_RECORD EXCERPTS_:
>> start
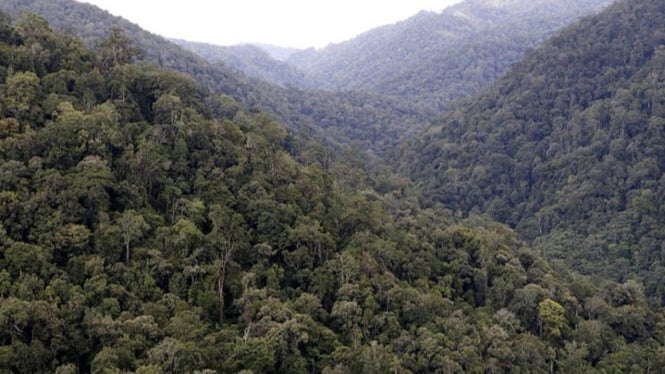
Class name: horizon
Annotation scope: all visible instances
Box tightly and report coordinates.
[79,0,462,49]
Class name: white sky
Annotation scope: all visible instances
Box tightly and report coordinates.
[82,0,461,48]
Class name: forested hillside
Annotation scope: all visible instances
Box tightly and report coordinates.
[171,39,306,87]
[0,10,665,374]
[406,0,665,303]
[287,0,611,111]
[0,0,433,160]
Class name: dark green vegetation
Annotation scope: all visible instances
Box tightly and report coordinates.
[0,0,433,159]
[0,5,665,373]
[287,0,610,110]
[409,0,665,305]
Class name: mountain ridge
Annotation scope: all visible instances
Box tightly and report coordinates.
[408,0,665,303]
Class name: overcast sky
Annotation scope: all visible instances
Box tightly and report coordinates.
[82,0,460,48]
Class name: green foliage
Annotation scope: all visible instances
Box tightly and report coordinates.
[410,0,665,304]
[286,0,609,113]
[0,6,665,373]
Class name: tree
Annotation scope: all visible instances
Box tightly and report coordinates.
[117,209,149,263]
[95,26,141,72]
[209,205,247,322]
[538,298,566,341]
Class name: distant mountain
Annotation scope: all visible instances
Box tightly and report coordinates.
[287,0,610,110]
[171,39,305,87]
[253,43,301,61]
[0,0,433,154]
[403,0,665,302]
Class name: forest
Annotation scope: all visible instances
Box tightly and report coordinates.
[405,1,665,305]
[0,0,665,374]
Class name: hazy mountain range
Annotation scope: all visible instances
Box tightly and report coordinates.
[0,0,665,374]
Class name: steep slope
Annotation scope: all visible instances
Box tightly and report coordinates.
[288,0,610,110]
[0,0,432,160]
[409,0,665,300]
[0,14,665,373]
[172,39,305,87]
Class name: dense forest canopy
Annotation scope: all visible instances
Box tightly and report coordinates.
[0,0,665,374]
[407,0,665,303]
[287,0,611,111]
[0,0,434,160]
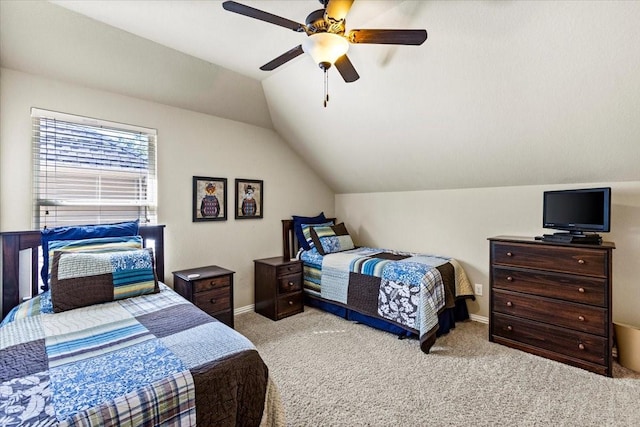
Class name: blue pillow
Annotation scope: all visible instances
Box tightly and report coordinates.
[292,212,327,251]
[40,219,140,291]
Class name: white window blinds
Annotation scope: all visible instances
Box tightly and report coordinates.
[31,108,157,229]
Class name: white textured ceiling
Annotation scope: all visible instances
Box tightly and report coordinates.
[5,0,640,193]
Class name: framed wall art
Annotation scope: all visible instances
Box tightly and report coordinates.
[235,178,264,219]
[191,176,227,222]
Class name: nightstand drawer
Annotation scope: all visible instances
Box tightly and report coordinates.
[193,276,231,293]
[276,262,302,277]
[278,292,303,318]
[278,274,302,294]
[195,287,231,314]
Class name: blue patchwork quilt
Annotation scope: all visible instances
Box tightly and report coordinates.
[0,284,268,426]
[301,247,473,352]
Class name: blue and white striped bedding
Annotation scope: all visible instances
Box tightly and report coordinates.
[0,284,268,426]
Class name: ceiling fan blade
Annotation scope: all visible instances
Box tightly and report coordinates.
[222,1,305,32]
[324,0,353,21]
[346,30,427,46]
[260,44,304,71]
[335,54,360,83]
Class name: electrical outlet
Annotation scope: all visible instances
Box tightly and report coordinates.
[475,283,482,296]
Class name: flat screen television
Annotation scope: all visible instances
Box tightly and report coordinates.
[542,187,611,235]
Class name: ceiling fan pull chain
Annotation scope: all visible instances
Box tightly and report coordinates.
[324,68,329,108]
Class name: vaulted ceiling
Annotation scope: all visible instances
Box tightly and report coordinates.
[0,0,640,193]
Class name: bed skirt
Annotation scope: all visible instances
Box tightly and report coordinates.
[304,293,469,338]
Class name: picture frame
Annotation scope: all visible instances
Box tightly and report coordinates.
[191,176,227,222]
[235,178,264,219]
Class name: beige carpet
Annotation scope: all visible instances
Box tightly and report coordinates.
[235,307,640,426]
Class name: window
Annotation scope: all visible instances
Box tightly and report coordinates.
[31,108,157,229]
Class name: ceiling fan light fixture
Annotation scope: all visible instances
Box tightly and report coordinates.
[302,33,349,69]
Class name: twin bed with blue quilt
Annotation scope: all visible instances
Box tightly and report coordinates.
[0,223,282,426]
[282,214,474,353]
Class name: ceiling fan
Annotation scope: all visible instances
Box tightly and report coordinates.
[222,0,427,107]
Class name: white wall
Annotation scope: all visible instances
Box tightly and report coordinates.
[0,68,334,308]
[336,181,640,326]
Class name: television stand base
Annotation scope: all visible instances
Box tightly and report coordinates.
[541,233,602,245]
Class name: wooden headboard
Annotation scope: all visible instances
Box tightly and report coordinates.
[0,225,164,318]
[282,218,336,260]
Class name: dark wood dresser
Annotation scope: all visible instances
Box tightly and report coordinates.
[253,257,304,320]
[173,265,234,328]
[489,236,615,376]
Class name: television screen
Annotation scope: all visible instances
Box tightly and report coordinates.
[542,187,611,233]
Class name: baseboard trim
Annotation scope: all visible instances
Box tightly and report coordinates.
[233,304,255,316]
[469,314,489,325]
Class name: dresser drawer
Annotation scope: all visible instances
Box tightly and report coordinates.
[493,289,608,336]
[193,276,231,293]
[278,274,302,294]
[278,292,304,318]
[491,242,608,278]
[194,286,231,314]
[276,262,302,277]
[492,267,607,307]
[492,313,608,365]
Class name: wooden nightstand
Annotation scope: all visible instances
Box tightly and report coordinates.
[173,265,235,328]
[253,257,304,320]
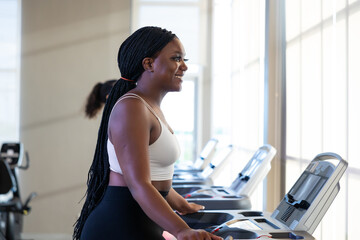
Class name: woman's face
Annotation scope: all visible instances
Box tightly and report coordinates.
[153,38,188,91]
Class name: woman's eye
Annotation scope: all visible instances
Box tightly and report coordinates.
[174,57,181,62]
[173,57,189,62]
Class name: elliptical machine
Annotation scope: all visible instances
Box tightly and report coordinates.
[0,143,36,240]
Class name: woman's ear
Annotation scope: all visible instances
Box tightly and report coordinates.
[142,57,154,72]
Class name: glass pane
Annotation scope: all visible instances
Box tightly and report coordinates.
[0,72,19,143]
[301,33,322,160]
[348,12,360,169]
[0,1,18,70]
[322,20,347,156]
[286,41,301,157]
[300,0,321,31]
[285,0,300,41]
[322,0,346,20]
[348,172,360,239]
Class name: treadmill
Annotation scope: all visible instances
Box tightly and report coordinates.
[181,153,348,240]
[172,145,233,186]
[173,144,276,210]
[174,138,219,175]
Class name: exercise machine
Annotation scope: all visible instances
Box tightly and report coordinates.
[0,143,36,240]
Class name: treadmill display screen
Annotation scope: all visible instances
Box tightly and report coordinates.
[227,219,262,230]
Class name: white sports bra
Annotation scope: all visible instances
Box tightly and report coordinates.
>> end
Turn every line of the items above into a numbered list, skipping any blank lines. Leave the pictures out of your answer.

_TASK OUTPUT_:
1. Class name: horizon
2. Annotation scope: all visible instances
3. Box tightly and report coordinates.
4. [79,0,462,49]
5. Class name: white sky
6. Annotation scope: all visible instances
7. Box tightly and report coordinates.
8. [82,0,461,48]
9. Class name: forested hillside
10. Annotation scope: all visible instances
11. Box tightly and report coordinates.
12. [171,39,306,87]
13. [0,10,665,374]
14. [406,0,665,303]
15. [287,0,611,111]
16. [0,0,433,160]
17. Class name: dark green vegetation
18. Annotation scope: all visible instances
19. Box tightly and report coordinates.
20. [0,0,433,159]
21. [0,5,665,373]
22. [287,0,610,110]
23. [409,0,665,305]
24. Class name: mountain ridge
25. Annotation scope: all visible instances
26. Box tightly and report coordinates.
27. [408,0,665,303]
28. Class name: overcast sky
29. Annotation scope: all visible instances
30. Box tightly and report coordinates.
31. [82,0,460,48]
32. Class name: green foliage
33. Annotation scope: all visible instances
34. Box tightly and report coordinates.
35. [410,0,665,304]
36. [286,0,609,113]
37. [0,6,665,373]
38. Class name: tree
39. Annotation scope: all visible instances
40. Box tightly and report coordinates.
41. [117,209,149,263]
42. [95,26,141,72]
43. [209,205,247,322]
44. [538,298,566,341]
45. Class name: distant mountain
46. Annotation scope: all visible instances
47. Box tightly and report coordinates.
48. [287,0,610,110]
49. [171,39,305,87]
50. [253,43,301,61]
51. [0,0,433,154]
52. [403,0,665,302]
53. Class name: forest
54. Annotation scope: all visible instances
55. Box tightly and report coordinates.
56. [405,1,665,305]
57. [0,0,665,374]
58. Class name: hazy mountain range
59. Annotation scope: all visible instances
60. Box tightly and report coordinates.
61. [0,0,665,374]
62. Class name: steep slope
63. Annotation scope: all visible instances
64. Box tightly and report coordinates.
65. [288,0,610,110]
66. [0,0,432,160]
67. [409,0,665,300]
68. [0,14,665,373]
69. [172,39,305,87]
70. Class name: dense forest canopy
71. Annotation scope: all visible instances
72. Box tightly and report coordinates.
73. [0,0,665,374]
74. [407,0,665,303]
75. [287,0,611,111]
76. [0,0,434,160]
77. Class name: blue pillow
78. Annotation scope: all visible instances
79. Box tightly and report coordinates.
80. [292,212,327,251]
81. [40,219,140,291]
82. Class name: white window blinds
83. Annotation scope: all visible instances
84. Box tightly and report coordinates.
85. [31,108,157,229]
86. Class name: white textured ceiling
87. Annotation scope: all visible instances
88. Box tightly and report coordinates.
89. [5,0,640,193]
90. Class name: framed wall art
91. Annotation scope: all visible instances
92. Box tightly and report coordinates.
93. [235,178,264,219]
94. [191,176,227,222]
95. Class name: nightstand drawer
96. Annotation scope: all visible instances
97. Box tightly and report coordinates.
98. [193,276,231,293]
99. [276,262,302,277]
100. [278,292,303,318]
101. [278,274,302,294]
102. [195,287,231,314]
103. Class name: blue patchwork quilt
104. Annotation scope: all visible instances
105. Box tightly and report coordinates.
106. [0,284,268,426]
107. [301,247,473,352]
108. Class name: blue and white striped bedding
109. Annotation scope: all visible instances
110. Box tightly and report coordinates.
111. [0,284,268,426]
112. Class name: ceiling fan blade
113. Annotation scope: all visible instances
114. Box tightly and report coordinates.
115. [222,1,305,32]
116. [324,0,353,21]
117. [346,30,427,46]
118. [260,44,304,71]
119. [335,54,360,83]
120. Class name: electrical outlet
121. Annotation scope: all visible instances
122. Box tightly and report coordinates.
123. [475,283,482,296]
124. Class name: flat screen television
125. Annotation scope: all visible instances
126. Box tightly and report coordinates.
127. [542,187,611,235]
128. Class name: ceiling fan pull chain
129. Annotation scope: all visible instances
130. Box tightly and report coordinates.
131. [324,68,329,108]
132. Class name: vaulted ceiling
133. Annotation scope: all visible instances
134. Box tightly and report coordinates.
135. [0,0,640,193]
136. Class name: bed skirt
137. Annotation scope: all visible instances
138. Box tightly and report coordinates.
139. [304,293,469,338]
140. Class name: picture frame
141. Annotation scope: all visible instances
142. Box tightly and report coordinates.
143. [191,176,227,222]
144. [235,178,264,219]
145. Class name: beige carpet
146. Annotation scope: all visible instances
147. Box tightly and report coordinates.
148. [235,307,640,426]
149. Class name: window
150. Annotation scope: all visible instances
151. Box tightly and report coordinates.
152. [31,108,157,229]
153. Class name: ceiling fan light fixture
154. Annotation scope: all visible instances
155. Box tightly and report coordinates.
156. [302,33,349,69]
157. Class name: twin bed with blue quilt
158. Annotation scope: all visible instances
159. Box tightly and report coordinates.
160. [0,223,282,426]
161. [282,214,474,353]
162. Class name: ceiling fan
163. Annotation scope: all visible instances
164. Box tightly and report coordinates.
165. [222,0,427,107]
166. Class name: white wall
167. Annotation scope: all visible instances
168. Box tightly and report coordinates.
169. [0,68,334,308]
170. [336,181,640,326]
171. Class name: television stand base
172. Annotation scope: all visible instances
173. Box tightly and report coordinates.
174. [541,233,602,245]
175. Class name: wooden headboard
176. Annotation scope: all visible instances
177. Box tightly and report coordinates.
178. [0,225,164,318]
179. [282,218,336,260]
180. Class name: dark wood dresser
181. Annotation scope: all visible instances
182. Box tightly and report coordinates.
183. [253,257,304,320]
184. [173,265,234,328]
185. [489,236,615,376]
186. Class name: television screen
187. Annotation scope: all visible instances
188. Box tightly and report coordinates.
189. [542,187,611,233]
190. Class name: baseboard trim
191. Annotation scope: all visible instances
192. Box tightly and report coordinates.
193. [233,304,255,316]
194. [469,314,489,325]
195. Class name: dresser drawer
196. Annotation scope: all visible instances
197. Box tightly and report coordinates.
198. [493,289,608,336]
199. [193,276,231,293]
200. [278,274,302,294]
201. [278,292,304,318]
202. [491,242,608,278]
203. [194,286,231,314]
204. [276,262,302,277]
205. [492,267,607,307]
206. [492,313,608,365]
207. Class name: wooden nightstand
208. Annotation scope: all visible instances
209. Box tightly and report coordinates.
210. [173,265,235,328]
211. [253,257,304,320]
212. Class name: woman's face
213. Annotation scope: all visible instances
214. Box tightly and report coordinates.
215. [153,38,188,91]
216. Class name: woman's eye
217. Annotation scope: all visible instances
218. Box tightly and report coordinates.
219. [174,57,181,62]
220. [173,57,189,62]
221. Class name: elliptical machine
222. Annotation scope: all visible instances
223. Box tightly and report coordinates.
224. [0,143,36,240]
225. Class name: woman's ear
226. Annotation scope: all visible instances
227. Box tightly and report coordinates.
228. [142,57,154,72]
229. Class name: glass pane
230. Annotation scope: all visible instances
231. Box tightly and report coordinates.
232. [0,72,19,143]
233. [301,33,322,160]
234. [348,12,360,169]
235. [0,1,18,70]
236. [322,20,347,156]
237. [286,41,301,157]
238. [300,0,321,31]
239. [285,0,300,41]
240. [322,0,346,20]
241. [348,172,360,239]
242. Class name: treadmill
243. Annotation scope: all visible instances
244. Box tightly and report coordinates.
245. [181,153,348,240]
246. [172,145,233,186]
247. [173,144,276,210]
248. [174,138,219,175]
249. Class name: exercise machine
250. Annotation scope: all visible instances
251. Box tightly and report coordinates.
252. [0,143,36,240]
253. Class name: treadmill display screen
254. Annotation scope: all visible instances
255. Box tightly and report coordinates.
256. [227,219,262,230]
257. Class name: white sports bra
258. Annotation scope: all visible instances
259. Box tightly and report coordinates.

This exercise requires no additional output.